Return the records exactly as they are.

* * * * * * * * *

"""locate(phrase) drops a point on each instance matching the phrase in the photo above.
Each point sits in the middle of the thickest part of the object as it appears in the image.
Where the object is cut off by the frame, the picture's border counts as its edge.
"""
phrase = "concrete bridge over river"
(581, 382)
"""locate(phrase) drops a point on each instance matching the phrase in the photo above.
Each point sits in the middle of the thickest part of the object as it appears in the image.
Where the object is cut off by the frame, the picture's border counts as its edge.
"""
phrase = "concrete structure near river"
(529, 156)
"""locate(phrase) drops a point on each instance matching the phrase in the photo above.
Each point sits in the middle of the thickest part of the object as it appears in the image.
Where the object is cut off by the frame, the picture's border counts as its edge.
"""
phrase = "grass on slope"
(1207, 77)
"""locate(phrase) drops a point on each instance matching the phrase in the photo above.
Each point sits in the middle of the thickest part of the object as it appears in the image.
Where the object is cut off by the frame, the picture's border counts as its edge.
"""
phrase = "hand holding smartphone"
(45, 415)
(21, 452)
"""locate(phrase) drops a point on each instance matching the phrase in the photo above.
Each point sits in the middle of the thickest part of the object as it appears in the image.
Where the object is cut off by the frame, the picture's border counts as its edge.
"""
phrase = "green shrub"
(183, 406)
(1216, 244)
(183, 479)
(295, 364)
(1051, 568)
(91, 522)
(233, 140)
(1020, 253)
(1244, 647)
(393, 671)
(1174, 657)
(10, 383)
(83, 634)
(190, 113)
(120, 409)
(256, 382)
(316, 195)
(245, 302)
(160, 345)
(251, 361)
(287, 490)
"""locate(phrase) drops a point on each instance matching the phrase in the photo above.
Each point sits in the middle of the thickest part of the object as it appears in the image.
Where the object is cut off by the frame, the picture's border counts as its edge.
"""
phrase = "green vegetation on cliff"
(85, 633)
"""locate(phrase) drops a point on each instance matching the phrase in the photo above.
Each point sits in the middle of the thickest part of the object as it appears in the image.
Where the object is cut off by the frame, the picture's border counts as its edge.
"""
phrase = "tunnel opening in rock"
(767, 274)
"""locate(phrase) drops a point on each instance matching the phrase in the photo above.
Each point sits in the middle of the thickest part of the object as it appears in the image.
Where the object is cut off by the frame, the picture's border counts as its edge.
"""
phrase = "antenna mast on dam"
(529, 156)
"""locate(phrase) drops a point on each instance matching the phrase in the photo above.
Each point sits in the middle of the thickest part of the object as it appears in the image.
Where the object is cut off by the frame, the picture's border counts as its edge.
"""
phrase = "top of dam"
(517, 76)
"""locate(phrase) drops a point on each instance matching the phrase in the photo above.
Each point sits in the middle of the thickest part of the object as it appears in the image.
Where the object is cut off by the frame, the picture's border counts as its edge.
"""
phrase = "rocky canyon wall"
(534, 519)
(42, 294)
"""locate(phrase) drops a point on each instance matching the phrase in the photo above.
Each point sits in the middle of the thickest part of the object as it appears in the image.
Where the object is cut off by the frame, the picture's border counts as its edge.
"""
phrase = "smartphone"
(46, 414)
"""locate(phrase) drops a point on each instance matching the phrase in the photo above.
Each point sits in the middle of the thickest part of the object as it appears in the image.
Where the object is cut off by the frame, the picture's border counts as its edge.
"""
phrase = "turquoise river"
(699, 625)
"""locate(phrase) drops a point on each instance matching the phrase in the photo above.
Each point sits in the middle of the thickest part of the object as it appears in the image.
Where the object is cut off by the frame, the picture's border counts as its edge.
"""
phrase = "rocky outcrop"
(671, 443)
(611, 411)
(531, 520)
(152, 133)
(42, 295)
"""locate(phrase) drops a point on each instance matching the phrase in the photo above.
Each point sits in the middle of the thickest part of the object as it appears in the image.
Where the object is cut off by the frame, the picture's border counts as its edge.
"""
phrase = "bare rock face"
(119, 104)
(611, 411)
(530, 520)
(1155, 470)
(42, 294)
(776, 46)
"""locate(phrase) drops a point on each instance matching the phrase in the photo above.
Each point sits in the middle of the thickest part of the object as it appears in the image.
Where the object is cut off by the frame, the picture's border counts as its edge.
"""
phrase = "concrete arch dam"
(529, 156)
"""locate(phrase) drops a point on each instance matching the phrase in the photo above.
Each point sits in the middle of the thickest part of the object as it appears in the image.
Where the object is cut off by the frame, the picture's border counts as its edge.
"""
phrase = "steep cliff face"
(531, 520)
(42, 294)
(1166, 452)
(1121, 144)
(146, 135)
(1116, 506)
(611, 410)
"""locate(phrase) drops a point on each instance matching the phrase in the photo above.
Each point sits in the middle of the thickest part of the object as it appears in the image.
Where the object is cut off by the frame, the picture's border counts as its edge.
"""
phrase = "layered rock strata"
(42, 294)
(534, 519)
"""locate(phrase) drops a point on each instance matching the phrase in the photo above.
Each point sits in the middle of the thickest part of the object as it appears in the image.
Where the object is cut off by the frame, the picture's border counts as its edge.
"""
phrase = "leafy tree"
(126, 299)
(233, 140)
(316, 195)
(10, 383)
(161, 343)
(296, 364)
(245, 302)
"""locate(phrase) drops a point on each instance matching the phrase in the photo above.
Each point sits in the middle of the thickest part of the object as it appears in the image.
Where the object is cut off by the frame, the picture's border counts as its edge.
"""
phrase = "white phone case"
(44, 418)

* * * * * * * * *

■ Task result ■
"""locate(phrase) drops a point on each instance matching the phrase in the photo above.
Each point sits in the middle of the thickest part of the object as it appears in the image.
Where the object is cut off by the frame, the picture's border counts as its edge.
"""
phrase = "concrete bridge over river"
(581, 382)
"""locate(phrase) drops a point on each instance matching the phrase in the photo above.
Each point sits in the middle of the thickest part of the object as it appears in the image.
Where the object is cut off by the frame, the picture's border counts as its edge.
"""
phrase = "concrete structure near river"
(529, 156)
"""locate(phrase) drops a point on each instance matching the phrase in the photo above.
Each point sits in the middle of the thickest part of the object as it appears in the image.
Where the object is cut off by the frame, the picture's border counts as its edge.
"""
phrase = "grass on slope"
(1207, 77)
"""locate(phrase) drops a point on each instance matching the phrase in the photo above.
Each point sits in the middle of the thickest part of the object as it appears in the image.
Where the object is cut off by the frame, the picture's border counts as its edge.
"""
phrase = "hand holding smartphone"
(45, 415)
(21, 452)
"""locate(phrase) drops a point on each instance matching the phrase in the photo above.
Each point sits in the middle of the thickest part of the object as it appears in the image.
Where the object is cut off by the frame, the picture's border counts as its edge.
"""
phrase = "green shrub"
(183, 406)
(1216, 244)
(183, 479)
(295, 364)
(1051, 568)
(91, 522)
(233, 140)
(1020, 253)
(1244, 647)
(393, 671)
(1174, 657)
(10, 383)
(83, 634)
(190, 113)
(120, 409)
(256, 382)
(316, 195)
(245, 302)
(160, 345)
(251, 361)
(287, 490)
"""locate(phrase) drops a point on each instance matching the phrase in the photo above.
Each point sits in the middle of the thickest part of the object as it appears in the image.
Where the object is cut off by the frame, the picture's border counts as its edge.
"""
phrase = "green vegetation on cliff"
(85, 633)
"""locate(phrase) drops a point on each instance matching the phrase in the photo above.
Each point sits in the middle of the thickest part of the object as it appears in the image.
Where the object is cut off by the frame, the picture's border counts as its edge.
"""
phrase = "tunnel opening in rock"
(767, 274)
"""locate(phrase) drops a point on each instance matching the phrase in the photo above.
Each point sits in the middle of the thickest part of the object as it appears in the image.
Where the object is cut off by the frame, the picture's border counts as its edge.
"""
phrase = "antenna mast on dam"
(529, 156)
"""locate(phrase) drops a point on each instance matching the phrase in the photo above.
Each point sits in the middle of the thickest part of the object as it appears in the image.
Where the object is cut off by the frame, the picture's border counts as its edge.
"""
phrase = "top of dam"
(517, 76)
"""locate(phrase) drops a point on each instance matching the phrase in the photo above.
Each point sits in the middle of the thickest part of the object as it appears in the image.
Where the object is cut off by the frame, the picture's border counts as its edge.
"""
phrase = "rocky canyon wall"
(534, 519)
(42, 294)
"""locate(phrase) drops a point on each instance matching the phrase in the photo above.
Each point sits in the middle of the thickest part of the object as it appears in the image.
Where the object is cut off by the frame, the picture's border counts as its edge.
"""
phrase = "smartphone"
(46, 414)
"""locate(phrase) drops a point on each instance matching the phrase in the photo above.
Each point sits in the middle of the thickest part of the object as it appears in the image.
Where the object is cut off by the frame, the picture's border counts as its edge.
"""
phrase = "turquoise river"
(699, 625)
"""locate(phrase) drops a point on each instance matching the phrase in the photo above.
Each point sits in the middle of the thickest part of the object as it appears in the image.
Where the object is cut off by the frame, the picture's border counts as its edge.
"""
phrase = "rocky outcrop"
(671, 443)
(611, 411)
(531, 520)
(152, 133)
(42, 295)
"""locate(phrase) drops a point on each instance matching the phrase in the photo above.
Each point sits in the middle of the thickest part of the object as it appears in the image.
Where the object is cut off by the frame, the picture's border counts as its edge.
"""
phrase = "bare rock face"
(119, 104)
(611, 411)
(530, 520)
(1155, 470)
(42, 294)
(776, 46)
"""locate(phrase) drops a point on each instance matching the phrase in the photo above.
Each point sits in the middle of the thickest part of the object as it appears in the image.
Where the object is cut off by the frame, the picture's border counts as its edge.
"""
phrase = "concrete arch dam"
(529, 156)
"""locate(phrase) drops a point on each instance matching the phrase in the photo above.
Each point sits in the middle of the thickest part of the object as it appears in the image.
Where the object is cut off by the frame, the picture's border counts as its edge.
"""
phrase = "steep cliff face"
(531, 520)
(42, 294)
(1166, 452)
(1121, 144)
(146, 135)
(1116, 506)
(611, 410)
"""locate(phrase) drops a point on each instance matching the phrase in the photo above.
Each point sits in the middle of the thickest part of the object as it appears in the image.
Where the object is cut off by the frame, the picture's border counts as its edge.
"""
phrase = "layered rock strata"
(42, 294)
(534, 519)
"""locate(phrase) drops a point on each instance matching the phrase in the photo above.
Each point sits in the middle of the thickest part of the object as it appears in the image.
Where the object is cut off by the frame, the picture's border counts as its edge.
"""
phrase = "leafy tree"
(126, 299)
(233, 140)
(316, 195)
(10, 383)
(161, 343)
(296, 364)
(245, 302)
"""locate(phrase) drops a point on each instance matching the phrase in the photo above.
Each point sits in the middle of the thickest part of the object as it appears in the image.
Where the object is cut off by the frame, the picture's border counts as its edge.
"""
phrase = "white phone case"
(44, 418)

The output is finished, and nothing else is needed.